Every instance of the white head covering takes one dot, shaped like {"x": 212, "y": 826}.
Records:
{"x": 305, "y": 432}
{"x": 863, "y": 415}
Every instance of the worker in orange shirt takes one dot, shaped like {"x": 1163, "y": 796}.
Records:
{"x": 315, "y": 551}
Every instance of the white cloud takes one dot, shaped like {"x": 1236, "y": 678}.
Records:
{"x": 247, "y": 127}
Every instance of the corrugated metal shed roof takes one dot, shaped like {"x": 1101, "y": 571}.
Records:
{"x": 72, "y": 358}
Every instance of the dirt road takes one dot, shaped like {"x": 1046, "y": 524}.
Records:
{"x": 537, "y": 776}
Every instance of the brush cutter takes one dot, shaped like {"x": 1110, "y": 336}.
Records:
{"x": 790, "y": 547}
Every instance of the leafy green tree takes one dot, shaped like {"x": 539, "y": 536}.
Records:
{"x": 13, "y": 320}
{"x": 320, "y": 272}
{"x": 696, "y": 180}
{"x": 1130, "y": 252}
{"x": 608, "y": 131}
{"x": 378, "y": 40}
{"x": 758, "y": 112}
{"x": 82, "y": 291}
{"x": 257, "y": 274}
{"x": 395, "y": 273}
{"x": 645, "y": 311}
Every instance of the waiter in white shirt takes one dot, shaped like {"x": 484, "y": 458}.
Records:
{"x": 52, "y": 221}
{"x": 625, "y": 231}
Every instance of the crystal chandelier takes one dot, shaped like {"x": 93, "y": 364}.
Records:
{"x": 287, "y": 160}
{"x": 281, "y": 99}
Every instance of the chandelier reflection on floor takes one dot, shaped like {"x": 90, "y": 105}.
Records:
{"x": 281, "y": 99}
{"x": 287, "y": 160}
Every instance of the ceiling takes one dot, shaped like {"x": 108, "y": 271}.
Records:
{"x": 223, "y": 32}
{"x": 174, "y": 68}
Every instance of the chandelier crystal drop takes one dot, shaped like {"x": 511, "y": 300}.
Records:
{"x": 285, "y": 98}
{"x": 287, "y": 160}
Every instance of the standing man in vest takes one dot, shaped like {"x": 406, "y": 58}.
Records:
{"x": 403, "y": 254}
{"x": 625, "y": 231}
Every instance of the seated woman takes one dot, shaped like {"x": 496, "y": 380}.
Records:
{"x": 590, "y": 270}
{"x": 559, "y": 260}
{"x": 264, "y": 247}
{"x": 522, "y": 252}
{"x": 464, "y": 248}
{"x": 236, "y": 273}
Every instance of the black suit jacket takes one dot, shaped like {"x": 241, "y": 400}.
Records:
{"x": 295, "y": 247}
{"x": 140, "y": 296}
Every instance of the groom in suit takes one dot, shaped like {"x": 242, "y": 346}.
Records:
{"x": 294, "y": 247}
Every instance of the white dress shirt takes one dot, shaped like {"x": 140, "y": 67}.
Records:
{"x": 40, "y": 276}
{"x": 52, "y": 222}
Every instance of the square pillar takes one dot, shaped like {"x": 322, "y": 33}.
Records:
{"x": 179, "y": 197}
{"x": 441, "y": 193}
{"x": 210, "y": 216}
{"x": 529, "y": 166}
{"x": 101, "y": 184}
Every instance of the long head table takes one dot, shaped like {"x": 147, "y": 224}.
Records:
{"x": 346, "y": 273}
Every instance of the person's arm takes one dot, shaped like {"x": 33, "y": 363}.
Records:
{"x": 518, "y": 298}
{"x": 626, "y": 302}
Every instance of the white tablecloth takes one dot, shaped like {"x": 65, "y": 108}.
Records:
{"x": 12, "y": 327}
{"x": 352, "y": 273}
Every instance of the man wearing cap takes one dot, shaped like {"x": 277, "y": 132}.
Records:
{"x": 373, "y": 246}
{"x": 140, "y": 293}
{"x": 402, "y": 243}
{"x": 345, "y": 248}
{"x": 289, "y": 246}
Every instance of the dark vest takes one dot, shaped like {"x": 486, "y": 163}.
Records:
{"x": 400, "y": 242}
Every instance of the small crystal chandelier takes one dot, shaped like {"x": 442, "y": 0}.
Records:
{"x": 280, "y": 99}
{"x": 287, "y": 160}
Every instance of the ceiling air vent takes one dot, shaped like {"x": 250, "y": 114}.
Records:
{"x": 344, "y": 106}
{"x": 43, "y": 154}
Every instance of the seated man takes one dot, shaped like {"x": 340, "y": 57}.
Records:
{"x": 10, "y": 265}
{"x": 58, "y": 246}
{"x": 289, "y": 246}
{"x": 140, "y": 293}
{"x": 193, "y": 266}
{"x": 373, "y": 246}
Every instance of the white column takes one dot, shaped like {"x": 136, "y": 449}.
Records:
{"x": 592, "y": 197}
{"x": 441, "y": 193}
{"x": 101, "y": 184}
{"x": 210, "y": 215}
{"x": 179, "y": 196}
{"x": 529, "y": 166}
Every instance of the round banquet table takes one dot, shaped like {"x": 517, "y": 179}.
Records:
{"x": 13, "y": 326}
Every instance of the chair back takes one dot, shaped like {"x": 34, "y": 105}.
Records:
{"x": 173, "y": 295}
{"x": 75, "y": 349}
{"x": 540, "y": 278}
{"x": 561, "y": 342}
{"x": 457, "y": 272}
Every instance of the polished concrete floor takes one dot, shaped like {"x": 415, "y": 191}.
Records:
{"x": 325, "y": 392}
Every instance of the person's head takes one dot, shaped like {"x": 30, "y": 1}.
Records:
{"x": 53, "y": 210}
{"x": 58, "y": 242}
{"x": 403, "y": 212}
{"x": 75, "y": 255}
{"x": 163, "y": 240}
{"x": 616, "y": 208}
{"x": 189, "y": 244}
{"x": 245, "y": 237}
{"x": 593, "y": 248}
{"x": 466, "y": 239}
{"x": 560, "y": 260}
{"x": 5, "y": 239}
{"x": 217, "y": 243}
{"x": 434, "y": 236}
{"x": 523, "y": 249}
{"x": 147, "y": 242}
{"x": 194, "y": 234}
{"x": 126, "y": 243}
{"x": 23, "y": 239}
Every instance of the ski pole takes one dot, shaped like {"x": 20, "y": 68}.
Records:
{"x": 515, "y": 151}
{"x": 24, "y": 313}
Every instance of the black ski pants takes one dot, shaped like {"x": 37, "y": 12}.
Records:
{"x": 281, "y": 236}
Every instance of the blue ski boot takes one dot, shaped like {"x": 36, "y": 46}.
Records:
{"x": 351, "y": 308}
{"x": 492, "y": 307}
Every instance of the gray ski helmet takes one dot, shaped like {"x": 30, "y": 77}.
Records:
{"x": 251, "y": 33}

★ ★ ★ ★ ★

#### [Your objective]
All the records shown above need to be given again exactly.

#### [Output for this exercise]
Every instance of the white head covering takes one dot, shaped like {"x": 212, "y": 826}.
Records:
{"x": 305, "y": 432}
{"x": 863, "y": 415}
Every instance of the worker in orange shirt takes one dot, shaped like {"x": 1163, "y": 796}.
Records:
{"x": 315, "y": 551}
Every instance of the white cloud takes one dot, shaped like {"x": 1236, "y": 678}.
Records:
{"x": 247, "y": 127}
Every instance of the corrugated metal shed roof takes one dot, shaped like {"x": 1101, "y": 571}.
Records:
{"x": 72, "y": 358}
Every instance of the dirt road takes one dot, shaped like {"x": 1046, "y": 524}.
Records:
{"x": 537, "y": 776}
Every instance of the brush cutter takes one dot, shaped like {"x": 1110, "y": 336}.
Records:
{"x": 790, "y": 547}
Every instance of the leafy green tree takes one dot, shaped like {"x": 539, "y": 536}.
Records:
{"x": 13, "y": 320}
{"x": 320, "y": 272}
{"x": 696, "y": 180}
{"x": 1130, "y": 252}
{"x": 608, "y": 131}
{"x": 378, "y": 40}
{"x": 758, "y": 112}
{"x": 82, "y": 291}
{"x": 257, "y": 274}
{"x": 395, "y": 273}
{"x": 645, "y": 311}
Every instance of the waiter in white shirt takes one dot, shaped like {"x": 484, "y": 458}.
Records:
{"x": 52, "y": 221}
{"x": 625, "y": 231}
Every instance of the crystal chandelier takes one dot, shaped like {"x": 93, "y": 364}.
Records:
{"x": 287, "y": 160}
{"x": 281, "y": 99}
Every instance of the chandelier reflection on floor takes one dot, shaped like {"x": 90, "y": 105}.
Records:
{"x": 281, "y": 99}
{"x": 287, "y": 160}
Every instance of the ceiling takes one dot, shaped like {"x": 108, "y": 271}.
Records:
{"x": 223, "y": 32}
{"x": 174, "y": 68}
Every instance of the chandelier crystal drop takes one dot, shaped like {"x": 511, "y": 300}.
Records:
{"x": 285, "y": 98}
{"x": 287, "y": 160}
Every instance of the standing man in vest takes one dot, shaped like {"x": 406, "y": 58}.
Records:
{"x": 403, "y": 254}
{"x": 625, "y": 231}
Every instance of the seated woman takes one dot, shaped like {"x": 496, "y": 380}.
Records:
{"x": 590, "y": 270}
{"x": 559, "y": 260}
{"x": 264, "y": 247}
{"x": 522, "y": 252}
{"x": 464, "y": 248}
{"x": 236, "y": 273}
Every instance of the black suit jacket takes one dot, shaped like {"x": 241, "y": 400}.
Records:
{"x": 295, "y": 247}
{"x": 140, "y": 296}
Every instance of the groom in suit takes one dot, shaped like {"x": 242, "y": 346}.
Records:
{"x": 294, "y": 247}
Every instance of the white dress shirt takes one dot, shaped like {"x": 140, "y": 67}.
Records:
{"x": 40, "y": 276}
{"x": 52, "y": 222}
Every instance of the square pillar takes one dot, shaped like {"x": 322, "y": 33}.
Records:
{"x": 179, "y": 197}
{"x": 441, "y": 193}
{"x": 210, "y": 216}
{"x": 529, "y": 166}
{"x": 101, "y": 184}
Every instance of the long head table takes one dot, shaped like {"x": 147, "y": 224}.
Records:
{"x": 346, "y": 273}
Every instance of the person's arm takes one dot, shaped like {"x": 33, "y": 363}.
Records:
{"x": 518, "y": 298}
{"x": 626, "y": 302}
Every instance of the white tablecloth takes one dot, shaped like {"x": 65, "y": 108}.
Records:
{"x": 12, "y": 327}
{"x": 352, "y": 273}
Every instance of the man wearing cap takes one dot, shaped like {"x": 277, "y": 132}.
Records:
{"x": 373, "y": 246}
{"x": 140, "y": 293}
{"x": 402, "y": 243}
{"x": 345, "y": 248}
{"x": 289, "y": 246}
Every instance of the dark vest takes one dot, shaped like {"x": 486, "y": 163}.
Records:
{"x": 400, "y": 242}
Every instance of the small crystal chandelier takes one dot, shaped like {"x": 442, "y": 0}.
Records:
{"x": 280, "y": 99}
{"x": 287, "y": 160}
Every instance of the ceiling air vent takes one dot, shaped like {"x": 250, "y": 114}.
Records:
{"x": 344, "y": 106}
{"x": 43, "y": 154}
Every instance of the seated man takes one dot, shaped like {"x": 340, "y": 57}.
Records:
{"x": 10, "y": 265}
{"x": 58, "y": 246}
{"x": 289, "y": 246}
{"x": 140, "y": 293}
{"x": 193, "y": 266}
{"x": 373, "y": 246}
Every instance of the white column takes one dot, shaped like {"x": 136, "y": 449}.
Records:
{"x": 592, "y": 197}
{"x": 441, "y": 193}
{"x": 101, "y": 184}
{"x": 210, "y": 215}
{"x": 179, "y": 196}
{"x": 529, "y": 166}
Every instance of the round banquet table takes one dot, shaped like {"x": 517, "y": 179}.
Records:
{"x": 13, "y": 326}
Every instance of the chair back takes one dot, shaped like {"x": 34, "y": 105}.
Records:
{"x": 173, "y": 295}
{"x": 75, "y": 349}
{"x": 540, "y": 278}
{"x": 561, "y": 342}
{"x": 457, "y": 272}
Every instance of the polished concrete floor takes one dot, shaped like {"x": 415, "y": 191}.
Records:
{"x": 325, "y": 392}
Every instance of the person's head takes one dot, shaped like {"x": 30, "y": 1}.
Records:
{"x": 53, "y": 210}
{"x": 58, "y": 242}
{"x": 403, "y": 212}
{"x": 75, "y": 255}
{"x": 163, "y": 240}
{"x": 616, "y": 208}
{"x": 189, "y": 244}
{"x": 245, "y": 237}
{"x": 593, "y": 248}
{"x": 466, "y": 239}
{"x": 560, "y": 260}
{"x": 5, "y": 239}
{"x": 217, "y": 243}
{"x": 434, "y": 236}
{"x": 523, "y": 249}
{"x": 147, "y": 242}
{"x": 194, "y": 234}
{"x": 126, "y": 243}
{"x": 23, "y": 239}
Every instance of the ski pole takes one dot, shaped like {"x": 20, "y": 68}.
Records:
{"x": 515, "y": 151}
{"x": 24, "y": 313}
Every instance of the black ski pants takes one dot, shaped like {"x": 37, "y": 12}.
Records:
{"x": 281, "y": 236}
Every instance of the blue ski boot takes one dot, shaped like {"x": 36, "y": 46}.
Records:
{"x": 351, "y": 308}
{"x": 492, "y": 307}
Every instance of the gray ski helmet takes one dot, shaped like {"x": 30, "y": 77}.
Records:
{"x": 251, "y": 33}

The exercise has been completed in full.